Required work:
Print out the entries that follow exactly, missing none.

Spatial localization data
╔══
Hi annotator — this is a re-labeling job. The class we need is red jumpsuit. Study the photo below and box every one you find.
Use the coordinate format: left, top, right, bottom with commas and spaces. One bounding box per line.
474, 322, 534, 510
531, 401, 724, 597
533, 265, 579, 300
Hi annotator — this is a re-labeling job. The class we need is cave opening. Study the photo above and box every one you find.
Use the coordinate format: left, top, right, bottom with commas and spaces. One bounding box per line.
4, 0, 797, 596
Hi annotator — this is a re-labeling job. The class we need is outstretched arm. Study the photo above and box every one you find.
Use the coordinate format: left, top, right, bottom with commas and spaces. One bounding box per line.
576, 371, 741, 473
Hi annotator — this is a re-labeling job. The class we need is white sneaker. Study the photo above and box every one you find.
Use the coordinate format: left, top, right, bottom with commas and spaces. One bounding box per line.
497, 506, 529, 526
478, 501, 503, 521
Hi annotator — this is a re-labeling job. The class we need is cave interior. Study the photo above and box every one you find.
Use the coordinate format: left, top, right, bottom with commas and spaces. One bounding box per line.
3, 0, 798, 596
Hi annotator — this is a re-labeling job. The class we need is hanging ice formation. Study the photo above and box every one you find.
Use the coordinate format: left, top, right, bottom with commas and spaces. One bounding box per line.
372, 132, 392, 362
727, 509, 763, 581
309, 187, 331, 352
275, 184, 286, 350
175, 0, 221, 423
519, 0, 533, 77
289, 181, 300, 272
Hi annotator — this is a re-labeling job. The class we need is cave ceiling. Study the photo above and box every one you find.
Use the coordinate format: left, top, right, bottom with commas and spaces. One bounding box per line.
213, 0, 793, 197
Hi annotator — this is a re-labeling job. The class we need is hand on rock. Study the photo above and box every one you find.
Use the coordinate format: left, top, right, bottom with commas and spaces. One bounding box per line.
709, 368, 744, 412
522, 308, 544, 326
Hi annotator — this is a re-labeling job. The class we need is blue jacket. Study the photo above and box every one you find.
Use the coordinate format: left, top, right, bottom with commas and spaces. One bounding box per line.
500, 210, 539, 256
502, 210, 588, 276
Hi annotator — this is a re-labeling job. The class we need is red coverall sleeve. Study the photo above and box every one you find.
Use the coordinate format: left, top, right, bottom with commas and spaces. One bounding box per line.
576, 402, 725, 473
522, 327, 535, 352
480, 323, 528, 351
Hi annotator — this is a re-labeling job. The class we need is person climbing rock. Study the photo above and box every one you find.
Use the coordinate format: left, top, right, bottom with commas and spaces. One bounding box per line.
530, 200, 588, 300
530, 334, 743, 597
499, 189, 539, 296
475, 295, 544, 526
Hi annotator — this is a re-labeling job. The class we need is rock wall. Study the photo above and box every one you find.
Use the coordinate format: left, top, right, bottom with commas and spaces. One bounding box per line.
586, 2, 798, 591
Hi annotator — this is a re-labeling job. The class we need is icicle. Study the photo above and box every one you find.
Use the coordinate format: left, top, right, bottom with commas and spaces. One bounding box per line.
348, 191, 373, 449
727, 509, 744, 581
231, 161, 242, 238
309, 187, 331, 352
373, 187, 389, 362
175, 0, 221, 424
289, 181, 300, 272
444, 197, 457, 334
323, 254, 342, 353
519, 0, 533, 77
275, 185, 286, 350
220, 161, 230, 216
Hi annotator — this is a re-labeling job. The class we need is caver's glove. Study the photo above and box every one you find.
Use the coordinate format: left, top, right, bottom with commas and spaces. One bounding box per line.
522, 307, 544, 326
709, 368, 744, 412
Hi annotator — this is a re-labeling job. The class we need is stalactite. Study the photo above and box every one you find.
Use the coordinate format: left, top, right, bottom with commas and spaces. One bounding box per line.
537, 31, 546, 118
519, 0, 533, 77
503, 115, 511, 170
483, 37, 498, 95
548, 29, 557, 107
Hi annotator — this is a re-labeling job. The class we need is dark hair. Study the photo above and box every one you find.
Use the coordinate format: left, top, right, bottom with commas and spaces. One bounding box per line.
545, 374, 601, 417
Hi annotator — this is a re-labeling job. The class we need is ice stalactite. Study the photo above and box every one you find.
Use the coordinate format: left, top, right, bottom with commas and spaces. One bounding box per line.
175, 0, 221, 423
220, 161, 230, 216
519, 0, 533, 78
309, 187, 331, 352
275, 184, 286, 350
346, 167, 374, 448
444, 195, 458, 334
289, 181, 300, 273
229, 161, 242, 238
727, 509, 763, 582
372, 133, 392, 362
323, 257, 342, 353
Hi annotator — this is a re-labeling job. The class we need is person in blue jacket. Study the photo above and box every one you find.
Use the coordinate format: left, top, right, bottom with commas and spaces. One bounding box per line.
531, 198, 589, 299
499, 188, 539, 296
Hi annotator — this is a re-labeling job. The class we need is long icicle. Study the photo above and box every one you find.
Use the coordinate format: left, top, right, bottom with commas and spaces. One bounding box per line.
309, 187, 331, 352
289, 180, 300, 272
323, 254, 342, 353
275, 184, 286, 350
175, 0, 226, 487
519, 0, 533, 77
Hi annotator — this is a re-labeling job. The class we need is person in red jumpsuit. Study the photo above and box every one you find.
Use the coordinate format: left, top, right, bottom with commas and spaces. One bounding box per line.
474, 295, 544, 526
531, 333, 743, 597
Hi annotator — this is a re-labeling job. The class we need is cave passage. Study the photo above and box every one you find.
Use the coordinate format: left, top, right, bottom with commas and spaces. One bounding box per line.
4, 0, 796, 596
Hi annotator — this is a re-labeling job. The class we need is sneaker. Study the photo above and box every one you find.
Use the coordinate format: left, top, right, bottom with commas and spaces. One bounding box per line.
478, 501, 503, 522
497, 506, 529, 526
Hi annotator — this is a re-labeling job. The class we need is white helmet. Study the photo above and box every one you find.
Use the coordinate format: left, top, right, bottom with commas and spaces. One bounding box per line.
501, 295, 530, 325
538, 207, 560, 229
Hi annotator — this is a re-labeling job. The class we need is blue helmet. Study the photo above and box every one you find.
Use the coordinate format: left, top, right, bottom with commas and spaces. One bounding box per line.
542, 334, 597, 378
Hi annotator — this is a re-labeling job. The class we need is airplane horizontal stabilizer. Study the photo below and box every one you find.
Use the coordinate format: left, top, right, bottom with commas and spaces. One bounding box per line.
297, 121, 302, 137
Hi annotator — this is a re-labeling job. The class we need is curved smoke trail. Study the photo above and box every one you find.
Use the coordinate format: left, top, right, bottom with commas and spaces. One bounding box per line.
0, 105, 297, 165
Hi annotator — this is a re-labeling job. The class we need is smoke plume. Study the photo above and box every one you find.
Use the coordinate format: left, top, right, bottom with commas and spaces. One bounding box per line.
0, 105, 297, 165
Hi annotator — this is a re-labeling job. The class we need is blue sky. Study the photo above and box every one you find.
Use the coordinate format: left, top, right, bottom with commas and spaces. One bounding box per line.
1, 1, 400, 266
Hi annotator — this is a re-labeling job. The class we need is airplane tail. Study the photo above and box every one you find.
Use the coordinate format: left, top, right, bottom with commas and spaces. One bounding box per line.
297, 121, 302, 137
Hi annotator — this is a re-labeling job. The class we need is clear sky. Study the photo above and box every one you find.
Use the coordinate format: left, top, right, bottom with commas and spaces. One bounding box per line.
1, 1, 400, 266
╚══
Answer box:
Hi annotator — this is a re-labeling job. The class we need is red jumpsuit. Study the photo below and box every one you find.
Use the coordinate format: left, top, right, bottom with commas and spaces. One bounding box per line.
474, 322, 534, 510
531, 401, 724, 597
533, 265, 579, 300
Hi annotator — this is a re-labeling job. The class we need is cave opening. Study the photo above and box every one you find.
Use the coordinate format: left, top, right, bottom with commas and spaces. One bounding box per line.
4, 0, 797, 596
Hi annotator — this is a re-labeling job. The class we need is outstretched arm. Study the photo above and box every one you find.
Use the coordinate format: left, top, right, bottom with commas and spaces. One bounding box per line.
576, 371, 741, 473
Hi annotator — this is a re-labeling job. The class we need is white sneaker. Study the photo above and box every one you find.
Use the coordinate format: left, top, right, bottom with commas and spaces. One bounding box per line.
497, 506, 529, 526
478, 501, 503, 521
Hi annotator — this is a re-labeling job. The class we need is cave interior. Study the photo above and box every one you find.
Use the coordinate format: left, top, right, bottom with commas and spaces. One bounding box per line.
3, 0, 798, 596
Hi annotator — this is a re-labeling job. The class we need is hanging ice formation. Study the photo above and box every one you find.
Use the coordinate format: left, top, right, bottom with commas and spaces. One bounding box per line.
372, 132, 392, 362
727, 509, 763, 581
309, 187, 331, 352
275, 184, 286, 350
175, 0, 221, 423
519, 0, 533, 77
289, 181, 300, 272
Hi annotator — this is a re-labeling job. The class we need is cave ceiling. Study the photo above and box every one you find.
Use the coordinate format: left, top, right, bottom with commas and spaces. One bounding box per line.
213, 0, 793, 197
Hi annotator — this is a re-labeling job. The class we need is hand on rock. Study the photo above and box every one you find.
Use the coordinate format: left, top, right, bottom with commas and spaces. One bounding box per line.
709, 368, 744, 412
522, 308, 544, 326
Hi annotator — this is a re-labeling job. The class we need is blue jacket. Study the photo above and box every one you find.
Use the coordinate format: left, top, right, bottom with commas and spaces. One bounding box per line.
500, 210, 539, 256
502, 210, 588, 276
Hi annotator — this is a re-labeling job. The class we need is red coverall sleeve. Study the photo above and box every one you find.
Use the coordinate format: left, top, right, bottom with commas and spaces. One bounding box per line.
576, 402, 725, 473
522, 327, 535, 352
480, 323, 528, 351
Hi annotator — this is a re-labeling job. The class we need is person climbing rock. Study the photo above and box every one you find.
Use the coordinate format: left, top, right, bottom with commas and spaces. One bounding box per line.
530, 200, 588, 300
530, 334, 743, 597
499, 189, 539, 296
475, 295, 544, 526
Hi annotator — this is a re-labeling job. The class we need is rock wall. Study the photo above and box every one you find.
Use the coordinate format: left, top, right, bottom with commas and spaces. One bounding box per line.
586, 2, 798, 591
Hi annotator — this is a re-labeling job. The class we need is icicle. Study the photo above and box every one you find.
Use the coordinate format: left, top, right, bottom with commas and spaces. One bounding box per line.
348, 191, 373, 449
727, 509, 744, 581
231, 161, 242, 238
309, 187, 331, 352
373, 187, 389, 362
175, 0, 221, 424
289, 181, 300, 272
444, 197, 457, 334
323, 254, 342, 353
519, 0, 533, 77
275, 185, 286, 350
220, 161, 230, 216
Hi annotator — this is a re-labeling job. The class we need is caver's glove. Study the photo above and box every one you find.
Use the coordinate format: left, top, right, bottom with commas and spaces. One bounding box per line.
522, 307, 544, 326
709, 368, 744, 412
Hi annotator — this is a re-labeling job. The class we need is stalactite. Study the photo above and box every one you find.
Use the coordinate format: left, top, right, bottom with commas and spaces. One bounding box per line.
537, 31, 546, 118
519, 0, 533, 77
503, 115, 511, 170
483, 37, 498, 95
548, 29, 557, 107
Hi annotator — this is a re-labeling job. The class we need is dark hair. Study the photo above and box every one you find.
Use the coordinate format: left, top, right, bottom with commas and spaces. One bounding box per line.
545, 374, 601, 417
Hi annotator — this is a re-labeling job. The class we need is ice stalactite. Study the photo above and box every one you find.
Use the coordinate format: left, top, right, bottom with commas and spaces. One bounding box per line.
175, 0, 221, 423
220, 161, 230, 216
519, 0, 533, 78
309, 187, 331, 352
275, 184, 286, 350
346, 167, 374, 448
444, 195, 458, 334
289, 181, 300, 273
229, 161, 242, 238
727, 509, 763, 582
372, 133, 392, 362
323, 257, 342, 353
Hi annotator — this is a re-labeling job. The class we need is person in blue jacket. Study the photo above and box every one you find.
Use the coordinate format: left, top, right, bottom with commas and spaces. One bounding box per line.
531, 198, 589, 299
499, 188, 539, 296
Hi annotator — this is a re-labeling job. The class we need is long icicle. Study the photo above and box every one you find.
Use the coordinate format: left, top, right, bottom with commas and spaces. One bounding box per line.
309, 187, 331, 352
289, 180, 300, 272
323, 254, 342, 353
275, 184, 286, 350
175, 0, 226, 487
519, 0, 533, 77
Hi annotator — this is a re-labeling job. The class we need is person in red jumpsuit. Study the photo above and box every one you find.
Use the coordinate format: left, top, right, bottom with commas and spaces. One bounding box per line.
474, 295, 544, 526
531, 333, 743, 597
Hi annotator — this is a re-labeling job. The class we need is cave passage. Study the photo above and box every one you find.
Use the coordinate format: left, top, right, bottom with commas and spaces. One bounding box per line.
4, 0, 796, 596
Hi annotator — this is a re-labeling job. The class we need is sneaker. Study the photo above and box every one you find.
Use the coordinate format: left, top, right, bottom with commas and spaces. One bounding box per line.
478, 501, 503, 522
497, 506, 529, 526
Hi annotator — this is a re-labeling job. The class we need is white helmet. Study the photo above and box every one you find.
Use the coordinate format: left, top, right, bottom with commas and spaces. One bounding box per line.
501, 295, 530, 325
538, 207, 560, 229
Hi annotator — this is a re-labeling job. The class we need is blue helmet. Study the photo above and box every one you find.
Use the coordinate format: left, top, right, bottom with commas and spaces. One bounding box per line.
542, 334, 597, 378
Hi annotator — this is a re-labeling job. The class we need is airplane horizontal stabilizer. Study the photo below and box every one you find.
Use the coordinate format: left, top, right, bottom with commas and spaces. One bounding box per line.
297, 121, 302, 137
Hi annotator — this is a re-labeling job. The class we need is curved smoke trail. Study the photo above and box every one you find.
Use the coordinate format: left, top, right, bottom with commas and spaces. One bounding box per line.
0, 105, 297, 165
Hi annotator — this is a re-labeling job. The class we need is smoke plume. Study the photo above and box every one you find.
Use the coordinate format: left, top, right, bottom with commas and spaces. One bounding box per line.
0, 105, 297, 165
Hi annotator — this is a re-labeling job. The class we need is blue sky. Study the photo above and box every one you find.
Use the coordinate format: left, top, right, bottom with commas and spaces. One bounding box per line.
1, 1, 400, 266
Hi annotator — this is a re-labeling job. The class we need is airplane tail. Study the photo above and box every one you find.
Use the coordinate format: left, top, right, bottom with commas and spaces. One bounding box per line.
297, 121, 302, 137
Hi annotator — this is a re-labeling job. The class we need is clear sky. Study the photo above and box every one you find.
Use the coordinate format: left, top, right, bottom with commas and spaces. One bounding box per line.
1, 1, 400, 266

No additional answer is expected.